WHAT THE TASK REQUIRES → Show each line of the data below that has the string "negative" in it.

INPUT DATA →
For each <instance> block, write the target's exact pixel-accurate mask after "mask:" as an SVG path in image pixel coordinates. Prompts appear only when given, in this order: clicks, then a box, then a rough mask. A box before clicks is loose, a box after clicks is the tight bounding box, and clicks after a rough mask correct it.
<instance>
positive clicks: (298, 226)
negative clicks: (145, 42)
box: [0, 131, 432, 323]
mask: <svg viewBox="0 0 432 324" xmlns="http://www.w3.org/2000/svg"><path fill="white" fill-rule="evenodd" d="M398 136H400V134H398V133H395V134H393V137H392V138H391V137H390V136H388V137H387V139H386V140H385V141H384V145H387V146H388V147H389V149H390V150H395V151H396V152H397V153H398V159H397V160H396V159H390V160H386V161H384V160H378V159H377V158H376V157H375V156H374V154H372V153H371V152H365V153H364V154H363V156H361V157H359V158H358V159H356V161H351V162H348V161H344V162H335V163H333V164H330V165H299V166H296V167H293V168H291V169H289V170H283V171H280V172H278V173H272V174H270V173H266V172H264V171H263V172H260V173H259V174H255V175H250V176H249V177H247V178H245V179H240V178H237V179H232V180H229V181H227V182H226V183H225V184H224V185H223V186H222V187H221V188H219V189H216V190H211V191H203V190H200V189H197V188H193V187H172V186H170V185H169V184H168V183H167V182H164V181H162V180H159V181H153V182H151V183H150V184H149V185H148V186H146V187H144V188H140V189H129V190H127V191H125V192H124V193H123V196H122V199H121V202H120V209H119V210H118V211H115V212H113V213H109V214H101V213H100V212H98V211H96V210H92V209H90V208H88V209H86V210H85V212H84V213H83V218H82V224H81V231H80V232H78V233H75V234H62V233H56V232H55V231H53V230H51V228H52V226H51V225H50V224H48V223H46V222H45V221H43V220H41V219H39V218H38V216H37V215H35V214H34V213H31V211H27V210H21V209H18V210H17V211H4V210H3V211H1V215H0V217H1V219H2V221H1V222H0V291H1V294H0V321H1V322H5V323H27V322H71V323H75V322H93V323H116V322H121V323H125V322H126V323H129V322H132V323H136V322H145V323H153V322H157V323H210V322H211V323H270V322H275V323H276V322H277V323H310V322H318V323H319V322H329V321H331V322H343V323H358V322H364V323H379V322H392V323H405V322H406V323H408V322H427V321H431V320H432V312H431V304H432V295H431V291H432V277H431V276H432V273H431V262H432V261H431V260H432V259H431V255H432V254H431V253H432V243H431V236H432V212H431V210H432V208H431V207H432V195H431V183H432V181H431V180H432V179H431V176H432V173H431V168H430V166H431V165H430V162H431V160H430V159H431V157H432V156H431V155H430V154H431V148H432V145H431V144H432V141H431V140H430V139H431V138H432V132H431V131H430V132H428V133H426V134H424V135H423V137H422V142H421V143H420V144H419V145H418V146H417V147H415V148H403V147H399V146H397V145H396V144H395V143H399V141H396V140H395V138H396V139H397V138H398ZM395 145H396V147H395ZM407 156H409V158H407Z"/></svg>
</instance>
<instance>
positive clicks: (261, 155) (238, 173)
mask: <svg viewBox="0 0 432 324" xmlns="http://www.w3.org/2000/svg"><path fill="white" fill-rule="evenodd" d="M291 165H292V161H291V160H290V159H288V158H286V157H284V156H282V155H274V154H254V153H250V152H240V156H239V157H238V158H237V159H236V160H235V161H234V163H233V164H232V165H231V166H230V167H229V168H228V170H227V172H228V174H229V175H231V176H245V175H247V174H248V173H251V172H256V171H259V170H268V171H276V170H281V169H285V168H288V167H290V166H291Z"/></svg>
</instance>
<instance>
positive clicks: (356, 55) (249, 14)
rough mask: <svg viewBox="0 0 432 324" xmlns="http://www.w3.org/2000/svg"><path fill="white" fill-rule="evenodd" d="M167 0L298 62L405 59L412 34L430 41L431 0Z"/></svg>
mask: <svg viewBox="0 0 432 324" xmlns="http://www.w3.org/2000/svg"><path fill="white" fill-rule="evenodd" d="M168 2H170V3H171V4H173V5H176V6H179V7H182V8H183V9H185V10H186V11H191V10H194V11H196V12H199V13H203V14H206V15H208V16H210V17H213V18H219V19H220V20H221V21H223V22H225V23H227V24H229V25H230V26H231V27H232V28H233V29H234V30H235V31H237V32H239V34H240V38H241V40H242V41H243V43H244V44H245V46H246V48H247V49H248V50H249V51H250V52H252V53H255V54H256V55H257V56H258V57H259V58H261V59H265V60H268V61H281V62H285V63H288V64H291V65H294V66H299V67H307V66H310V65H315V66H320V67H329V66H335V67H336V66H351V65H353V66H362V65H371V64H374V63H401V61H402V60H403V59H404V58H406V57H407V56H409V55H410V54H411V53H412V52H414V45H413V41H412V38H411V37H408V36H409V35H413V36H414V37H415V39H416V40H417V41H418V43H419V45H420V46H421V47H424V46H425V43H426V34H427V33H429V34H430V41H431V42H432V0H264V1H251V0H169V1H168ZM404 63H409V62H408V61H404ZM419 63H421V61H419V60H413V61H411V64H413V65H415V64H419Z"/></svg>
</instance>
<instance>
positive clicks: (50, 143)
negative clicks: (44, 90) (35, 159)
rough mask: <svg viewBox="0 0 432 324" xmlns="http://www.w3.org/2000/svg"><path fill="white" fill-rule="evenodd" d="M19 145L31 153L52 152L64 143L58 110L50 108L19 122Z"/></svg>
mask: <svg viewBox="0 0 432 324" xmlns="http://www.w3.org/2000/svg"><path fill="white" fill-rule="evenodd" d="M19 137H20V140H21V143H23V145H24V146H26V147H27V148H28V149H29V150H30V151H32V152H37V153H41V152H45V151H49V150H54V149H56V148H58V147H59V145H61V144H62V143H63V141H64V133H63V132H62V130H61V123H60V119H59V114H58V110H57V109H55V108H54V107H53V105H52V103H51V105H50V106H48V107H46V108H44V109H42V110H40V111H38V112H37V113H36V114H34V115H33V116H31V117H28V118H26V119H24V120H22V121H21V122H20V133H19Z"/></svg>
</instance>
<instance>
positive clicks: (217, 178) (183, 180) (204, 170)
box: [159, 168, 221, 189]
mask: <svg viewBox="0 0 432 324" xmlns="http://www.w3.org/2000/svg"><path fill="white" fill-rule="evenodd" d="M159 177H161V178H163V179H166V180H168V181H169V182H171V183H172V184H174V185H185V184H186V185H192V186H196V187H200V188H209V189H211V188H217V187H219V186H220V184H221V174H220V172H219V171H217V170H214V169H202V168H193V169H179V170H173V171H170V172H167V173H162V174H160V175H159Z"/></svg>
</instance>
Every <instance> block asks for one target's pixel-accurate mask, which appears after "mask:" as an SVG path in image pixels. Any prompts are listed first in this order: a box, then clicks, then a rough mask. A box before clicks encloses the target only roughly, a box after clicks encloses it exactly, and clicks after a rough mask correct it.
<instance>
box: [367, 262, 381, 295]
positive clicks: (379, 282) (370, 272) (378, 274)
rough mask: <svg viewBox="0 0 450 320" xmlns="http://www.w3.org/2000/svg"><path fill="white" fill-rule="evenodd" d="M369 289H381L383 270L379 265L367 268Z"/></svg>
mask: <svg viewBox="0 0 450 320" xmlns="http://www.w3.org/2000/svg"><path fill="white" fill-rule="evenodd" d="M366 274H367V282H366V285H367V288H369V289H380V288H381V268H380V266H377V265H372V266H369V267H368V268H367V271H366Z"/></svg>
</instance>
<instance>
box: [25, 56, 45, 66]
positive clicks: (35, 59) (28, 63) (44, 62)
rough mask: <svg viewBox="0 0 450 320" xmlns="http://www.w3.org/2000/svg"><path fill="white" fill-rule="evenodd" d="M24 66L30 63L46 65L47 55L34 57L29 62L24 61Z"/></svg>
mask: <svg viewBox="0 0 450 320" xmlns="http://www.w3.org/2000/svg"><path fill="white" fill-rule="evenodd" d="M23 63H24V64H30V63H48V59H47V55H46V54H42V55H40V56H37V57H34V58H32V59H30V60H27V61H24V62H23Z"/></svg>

RESPONSE TO THIS TASK →
negative clicks: (145, 42)
negative clicks: (44, 90) (35, 159)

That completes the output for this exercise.